---------- Data lines ----------

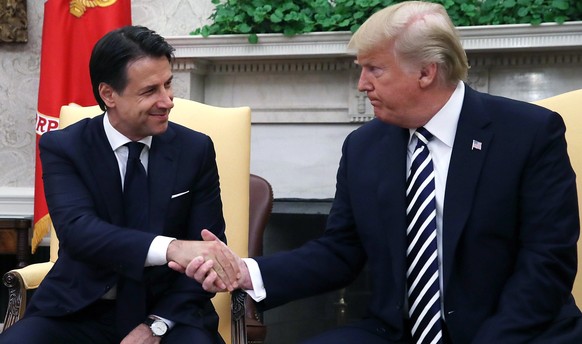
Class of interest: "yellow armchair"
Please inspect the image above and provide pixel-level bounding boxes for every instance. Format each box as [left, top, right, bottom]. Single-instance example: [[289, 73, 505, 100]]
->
[[4, 98, 251, 344], [534, 89, 582, 306]]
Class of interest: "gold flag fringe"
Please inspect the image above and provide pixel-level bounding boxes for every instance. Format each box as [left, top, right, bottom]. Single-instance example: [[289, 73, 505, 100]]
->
[[30, 214, 51, 254]]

----------

> _Problem requirements_
Rewrite all the records with "Class of interest" replaced by "Target class" throughout, keeping everything else the same. Leave the pictures out.

> _Solved exercise_
Target class: "yellow armchair"
Please inspect the image above and provide pixel-level bounding boxes for every instance. Format each box as [left, top, right, bottom]. Single-instance example: [[289, 73, 505, 100]]
->
[[4, 98, 251, 344], [534, 89, 582, 306]]
Target class: "gold flag fringe"
Please inspect the image above and provide pixel-level bounding boxes for every instance. Format each box as [left, top, right, bottom]. Single-instance example: [[289, 73, 505, 100]]
->
[[30, 214, 51, 254]]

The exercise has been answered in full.